What the exercise asks — A verbatim copy of every record is needed.

Exercise materials —
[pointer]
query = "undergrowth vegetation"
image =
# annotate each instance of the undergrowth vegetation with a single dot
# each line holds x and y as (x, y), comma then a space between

Answer space —
[pointer]
query = "undergrowth vegetation"
image =
# annotate each instance of the undergrowth vegetation with a single dot
# each line holds x and y as (x, y), comma then a space between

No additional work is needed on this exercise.